### [DIRECTION]
Please retype all of the records below word for word, leaving the pictures out.

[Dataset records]
## Begin
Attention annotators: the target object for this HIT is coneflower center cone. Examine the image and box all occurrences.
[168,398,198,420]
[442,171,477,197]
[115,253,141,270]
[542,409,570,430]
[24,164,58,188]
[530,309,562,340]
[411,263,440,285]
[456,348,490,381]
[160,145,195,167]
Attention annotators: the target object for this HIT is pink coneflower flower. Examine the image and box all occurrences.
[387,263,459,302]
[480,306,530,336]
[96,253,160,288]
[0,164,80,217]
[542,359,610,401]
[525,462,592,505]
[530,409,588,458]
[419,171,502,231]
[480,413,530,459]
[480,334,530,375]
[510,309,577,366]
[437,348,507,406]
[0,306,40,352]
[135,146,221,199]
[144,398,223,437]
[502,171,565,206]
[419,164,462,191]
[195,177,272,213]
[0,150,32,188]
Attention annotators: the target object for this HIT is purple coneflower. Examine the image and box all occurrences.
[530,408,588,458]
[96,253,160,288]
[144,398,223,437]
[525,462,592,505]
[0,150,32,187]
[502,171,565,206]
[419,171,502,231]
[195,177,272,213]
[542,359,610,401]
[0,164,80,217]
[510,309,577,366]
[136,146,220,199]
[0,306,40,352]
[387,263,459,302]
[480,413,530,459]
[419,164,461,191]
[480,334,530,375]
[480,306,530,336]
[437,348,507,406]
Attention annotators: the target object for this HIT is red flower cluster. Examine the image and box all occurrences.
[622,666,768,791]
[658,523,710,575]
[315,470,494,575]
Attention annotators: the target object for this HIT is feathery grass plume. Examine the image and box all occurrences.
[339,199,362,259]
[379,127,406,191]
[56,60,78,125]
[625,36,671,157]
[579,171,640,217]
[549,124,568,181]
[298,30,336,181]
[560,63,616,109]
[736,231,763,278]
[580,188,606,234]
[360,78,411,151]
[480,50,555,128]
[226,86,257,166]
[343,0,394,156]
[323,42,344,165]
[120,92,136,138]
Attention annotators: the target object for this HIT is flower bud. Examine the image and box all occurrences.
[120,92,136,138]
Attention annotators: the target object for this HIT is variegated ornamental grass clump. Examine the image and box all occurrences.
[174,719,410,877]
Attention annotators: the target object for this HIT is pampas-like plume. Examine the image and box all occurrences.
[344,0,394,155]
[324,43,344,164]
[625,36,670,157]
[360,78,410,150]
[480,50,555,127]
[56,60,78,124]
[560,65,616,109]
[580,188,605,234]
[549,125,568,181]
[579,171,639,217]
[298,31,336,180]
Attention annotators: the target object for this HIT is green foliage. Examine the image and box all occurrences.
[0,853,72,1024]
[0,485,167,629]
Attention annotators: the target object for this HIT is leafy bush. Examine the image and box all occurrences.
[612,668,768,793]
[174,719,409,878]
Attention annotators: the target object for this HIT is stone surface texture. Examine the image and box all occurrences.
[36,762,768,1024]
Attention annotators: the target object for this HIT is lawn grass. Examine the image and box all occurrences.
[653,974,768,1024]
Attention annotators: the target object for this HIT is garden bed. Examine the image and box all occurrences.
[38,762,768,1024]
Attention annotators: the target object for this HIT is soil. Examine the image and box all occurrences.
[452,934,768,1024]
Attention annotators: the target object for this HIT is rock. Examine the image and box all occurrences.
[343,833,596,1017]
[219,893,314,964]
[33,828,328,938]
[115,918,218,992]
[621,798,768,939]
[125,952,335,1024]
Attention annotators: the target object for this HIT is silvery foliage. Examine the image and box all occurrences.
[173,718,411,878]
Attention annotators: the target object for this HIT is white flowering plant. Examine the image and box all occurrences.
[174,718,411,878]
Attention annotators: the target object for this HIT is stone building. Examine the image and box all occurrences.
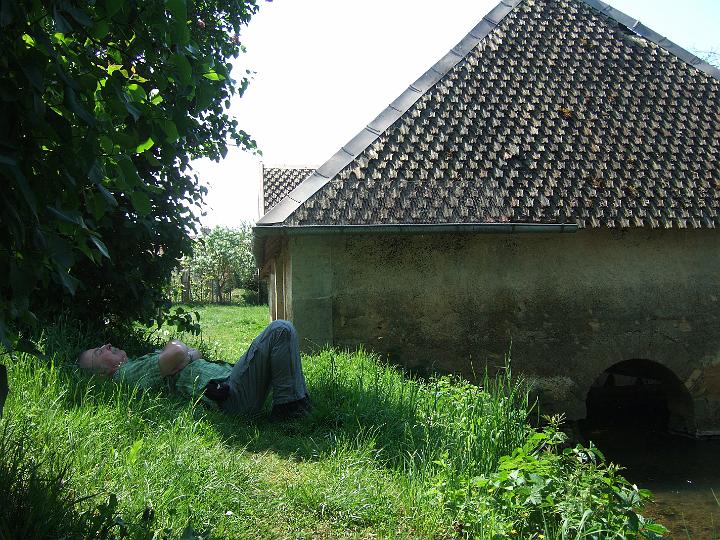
[255,0,720,436]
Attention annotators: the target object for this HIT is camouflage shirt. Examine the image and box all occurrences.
[113,352,233,407]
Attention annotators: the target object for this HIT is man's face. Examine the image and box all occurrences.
[80,343,127,375]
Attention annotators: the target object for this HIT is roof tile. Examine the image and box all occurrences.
[262,0,720,228]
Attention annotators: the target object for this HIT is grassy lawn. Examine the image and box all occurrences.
[0,306,664,539]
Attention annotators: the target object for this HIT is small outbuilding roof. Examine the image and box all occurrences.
[262,163,315,213]
[258,0,720,228]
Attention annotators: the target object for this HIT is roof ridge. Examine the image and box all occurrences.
[257,0,525,225]
[579,0,720,80]
[260,161,317,170]
[257,0,720,226]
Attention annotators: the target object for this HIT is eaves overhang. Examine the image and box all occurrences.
[253,223,578,267]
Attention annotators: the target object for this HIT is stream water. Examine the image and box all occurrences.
[584,427,720,540]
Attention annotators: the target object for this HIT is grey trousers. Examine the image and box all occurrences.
[220,320,307,416]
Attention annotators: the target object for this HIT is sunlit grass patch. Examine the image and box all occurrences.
[0,307,668,538]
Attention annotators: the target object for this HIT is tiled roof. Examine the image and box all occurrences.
[262,165,315,212]
[258,0,720,228]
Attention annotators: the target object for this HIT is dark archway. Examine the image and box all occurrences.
[585,360,695,434]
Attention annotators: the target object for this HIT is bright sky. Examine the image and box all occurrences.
[194,0,720,226]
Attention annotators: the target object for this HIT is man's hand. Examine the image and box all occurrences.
[158,339,200,377]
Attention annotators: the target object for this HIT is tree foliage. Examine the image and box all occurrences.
[181,223,255,301]
[0,0,257,344]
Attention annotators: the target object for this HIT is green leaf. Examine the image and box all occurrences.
[203,70,225,81]
[130,191,151,217]
[170,54,192,84]
[90,20,110,39]
[65,85,95,127]
[88,193,107,220]
[45,234,75,270]
[125,83,147,101]
[63,2,92,27]
[107,64,127,77]
[47,206,87,229]
[56,268,80,296]
[165,0,187,22]
[90,234,110,259]
[118,157,142,187]
[136,137,155,154]
[105,0,125,17]
[0,0,16,28]
[100,134,115,154]
[98,182,117,207]
[160,120,179,141]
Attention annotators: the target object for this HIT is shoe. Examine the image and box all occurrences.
[268,396,312,422]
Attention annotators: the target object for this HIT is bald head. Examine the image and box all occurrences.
[77,343,127,376]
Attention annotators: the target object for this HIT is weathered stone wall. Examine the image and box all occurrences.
[289,230,720,434]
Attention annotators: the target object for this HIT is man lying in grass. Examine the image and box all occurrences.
[77,321,310,421]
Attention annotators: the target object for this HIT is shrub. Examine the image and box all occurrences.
[456,417,666,539]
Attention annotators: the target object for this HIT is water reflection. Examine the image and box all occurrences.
[585,428,720,540]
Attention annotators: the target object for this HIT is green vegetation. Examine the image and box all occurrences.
[172,223,259,303]
[0,306,661,539]
[0,0,257,346]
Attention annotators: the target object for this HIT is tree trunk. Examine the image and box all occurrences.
[0,364,10,418]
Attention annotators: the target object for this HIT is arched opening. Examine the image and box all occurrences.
[585,360,695,434]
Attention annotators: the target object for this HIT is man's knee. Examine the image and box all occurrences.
[267,319,297,336]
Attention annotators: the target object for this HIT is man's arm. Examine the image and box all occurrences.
[158,339,200,377]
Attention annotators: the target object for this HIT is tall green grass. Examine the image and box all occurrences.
[0,307,664,538]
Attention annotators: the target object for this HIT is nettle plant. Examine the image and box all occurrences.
[0,0,257,345]
[455,416,667,540]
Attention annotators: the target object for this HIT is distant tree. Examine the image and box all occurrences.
[0,0,257,346]
[185,224,255,302]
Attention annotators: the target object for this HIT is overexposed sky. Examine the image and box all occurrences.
[193,0,720,226]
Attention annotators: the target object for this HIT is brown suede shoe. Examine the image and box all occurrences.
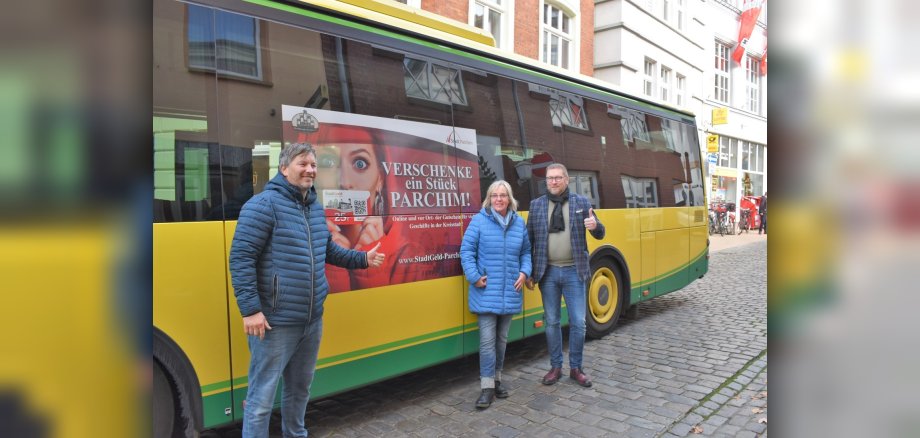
## End
### [SOLUTION TO THIS PROBLEM]
Attention annotators: the target object for this HIT is coneflower center cone. Examine the image and box all occurrences.
[168,398,198,420]
[442,171,477,197]
[115,253,141,270]
[542,409,570,430]
[24,164,58,188]
[530,309,562,340]
[411,263,440,285]
[456,348,490,381]
[160,145,195,167]
Attention annotators: the target object for this HIT is pink coneflower flower. Examine the image and box all occurrences.
[387,263,459,302]
[480,306,530,336]
[96,253,160,288]
[0,164,80,217]
[542,359,610,401]
[525,462,592,505]
[530,409,588,458]
[419,171,502,231]
[480,413,530,459]
[480,334,530,375]
[510,309,577,366]
[437,348,507,406]
[0,306,40,352]
[135,146,221,199]
[144,398,223,437]
[502,171,565,206]
[419,164,462,191]
[195,177,272,213]
[0,150,32,188]
Attention annotators: the target object for this HIT is purple coneflower. Examine the image and box all occurrences.
[530,408,588,458]
[96,253,160,288]
[144,398,223,437]
[525,462,592,505]
[0,150,32,187]
[502,171,565,206]
[419,171,502,231]
[195,177,272,213]
[542,359,610,401]
[0,164,80,217]
[510,309,577,366]
[136,146,220,199]
[0,306,40,352]
[387,263,459,302]
[480,413,530,459]
[419,164,461,191]
[480,334,530,375]
[480,306,530,336]
[437,348,507,406]
Attention annotators: the target object for this HIT is red flower cluster. Examine the image and box all occurrences.
[622,666,768,791]
[658,523,710,575]
[315,470,494,575]
Attention annotators: the target object for this HIT is feathery grass plume. Examine the image and box all occurrences.
[339,199,362,259]
[379,127,406,191]
[56,60,78,125]
[625,36,671,157]
[579,171,640,217]
[549,124,568,181]
[298,30,336,181]
[560,63,616,109]
[736,231,763,278]
[580,188,606,234]
[360,78,411,151]
[480,50,555,128]
[226,86,257,166]
[343,0,394,156]
[323,42,344,165]
[120,92,136,138]
Attention annotators: the target object for this HIT is flower bud. Examine the image and box all occurrences.
[120,92,136,138]
Attention annotators: the target object for this HIT is variegated ornamental grass clump. Examine the image and box all occurrences.
[174,719,410,877]
Attention annotators: the target object for this HIT is pampas-like plume. Examine the image and box all occurrences.
[344,0,394,155]
[324,43,344,164]
[625,36,670,157]
[360,78,410,150]
[480,50,555,127]
[56,60,78,124]
[560,65,616,109]
[580,188,605,234]
[549,125,568,181]
[579,171,639,217]
[298,31,336,180]
Attention annotators: the target object for this HIT is green foliage. Examine the image and box all occurrences.
[0,853,72,1024]
[0,485,167,629]
Attention annotators: the target object for this HIT is leafy bush. Examine the image and box all occurrences.
[612,668,768,793]
[174,719,409,878]
Attention annotators: the target object for this HIT is stone surface texture. Examine the image and box all occurrences.
[36,762,768,1024]
Attention annotators: the target object for this HIT is lawn grass. Examine the image and box all occurrences.
[653,974,768,1024]
Attention annotators: the target object for this HIT is garden bed. Examine the image and box all occurrences.
[38,762,768,1024]
Attention annotators: the target object for this HIT is soil. Examine the image and box all occurrences.
[452,934,768,1024]
Attention annotators: the target object for this HIT is rock. Examine the image and box all occurrences.
[343,833,596,1017]
[219,893,314,964]
[33,828,328,938]
[115,918,218,992]
[621,798,768,939]
[125,952,335,1024]
Attention annotators: the target object for this HIT is silvery foliage. Examine the image and box all occurrences.
[173,718,411,878]
Attention annotators: the target object for this HIT is white flowering plant. Examine the image and box all occurrences.
[174,718,411,878]
Attention annotators: the target object for this HIT is stone building. Examine the image and box all occurrences.
[255,0,720,436]
Attention annotators: the target object for this HIT is camouflage shirt. Examine the image and box all occurrences.
[113,352,233,407]
Attention annotators: the target object for this HIT is man's face. Examine the image and box all occurrences.
[80,343,127,375]
Attention annotators: the target object for this HIT is roof tile. Examine the image and box all occurrences.
[262,0,720,228]
Attention annotators: the target object for this HIT is grassy lawn. Examine the image and box all occurrences.
[0,306,664,539]
Attention annotators: the target object for this HIT is small outbuilding roof. Examine the image and box all occurrences.
[262,163,315,213]
[258,0,720,228]
Attention annotators: the target object for this HIT is roof ridge. Examine the image and box all occurrences.
[257,0,525,225]
[579,0,720,80]
[260,161,317,170]
[257,0,720,226]
Attention annotators: the target object for this HIT is eaves overhang. Examine the image and box all occurrences.
[253,223,578,267]
Attention annotators: the target object for this HIT is stream water. Examine the image and box all occurrences.
[584,427,720,540]
Attention annotators: the target object for this HIT is grey trousers. Examine the image and box all occurrences.
[220,320,307,416]
Attention annotators: the target object for this HIT is sunlit grass patch. Examine the image and box all occurrences.
[0,307,668,538]
Attention annotators: the target object for this HIT is tiled roof. Examine the image and box all occurrences.
[262,165,315,212]
[258,0,720,228]
Attention annotators: the target object for this HIT is dark archway. Examine the image and box all occurrences.
[585,360,695,434]
Attention annotators: the target object for this HIT is bright sky. Examine the image and box all occurrences.
[194,0,720,226]
Attention annotators: the target object for this HIT is man's hand. Examine the image and box all occurrences.
[158,339,200,377]
Attention annotators: the target object for this HIT is tree foliage. Examine the image and box all occurrences.
[181,223,255,301]
[0,0,257,344]
Attention annotators: the target object for this HIT is green leaf. Examine the image and box all occurrences.
[203,70,225,81]
[130,191,151,217]
[170,54,192,84]
[90,20,110,39]
[65,85,95,127]
[88,193,107,220]
[45,234,75,270]
[125,83,147,101]
[63,2,92,27]
[107,64,127,77]
[47,206,87,229]
[56,268,80,296]
[165,0,187,22]
[90,234,110,259]
[118,157,142,187]
[136,137,155,154]
[105,0,125,17]
[0,0,16,28]
[100,134,115,154]
[98,182,117,207]
[160,120,179,141]
Attention annotators: the target object for this HIT is shoe. Examine the image and box all occurrences.
[268,396,312,422]
Attention annotators: the target object for this HIT is bald head. Examine the image and box all occurrences.
[77,343,127,376]
Attention annotators: the target object for this HIT is weathered stone wall. Examine the image and box all occurrences.
[289,230,720,434]
Attention annotators: the target object for this HIT is man lying in grass. Examine the image and box all occurrences.
[77,321,310,421]
Attention annotators: the target object for this HIT is shrub. Examine the image and box all occurrences.
[456,417,666,539]
Attention annotators: the target object for this HIT is water reflection. Examine the image and box all occurrences.
[585,428,720,540]
Attention annotators: the target object for this HIT is green vegetation. Examine the image and box all occurrences.
[172,223,259,303]
[0,306,661,539]
[0,0,257,346]
Attention annotators: the target object for this HIT is tree trunk. Examine the image and box all occurrences.
[0,364,10,418]
Attention annotators: the target object for this HIT is arched opening. Examine the image and box all occurrences.
[585,360,695,434]
Attention annotators: the target object for this HIT is man's knee. Examine the image and box all occurrences.
[267,319,297,336]
Attention annotators: the target object for this HIT is man's arm. Examine the image and box all occurrences.
[158,339,200,377]
Attention annotators: the target object for this HIT is tall green grass. Examine the image and box all occurrences.
[0,307,664,538]
Attention annotators: the target object for this HIT is nettle plant. Examine the image and box all occurrences.
[0,0,257,345]
[455,416,667,540]
Attention annotators: the target object for this HIT is distant tree. Examine the image and box all occurrences.
[0,0,257,346]
[185,224,255,302]
Attention annotators: the target object for this HIT is overexposed sky. Examine the image and box all occurrences.
[193,0,720,226]
Attention annotators: the target object for this HIT is brown suede shoe. Examine the image and box all occurrences.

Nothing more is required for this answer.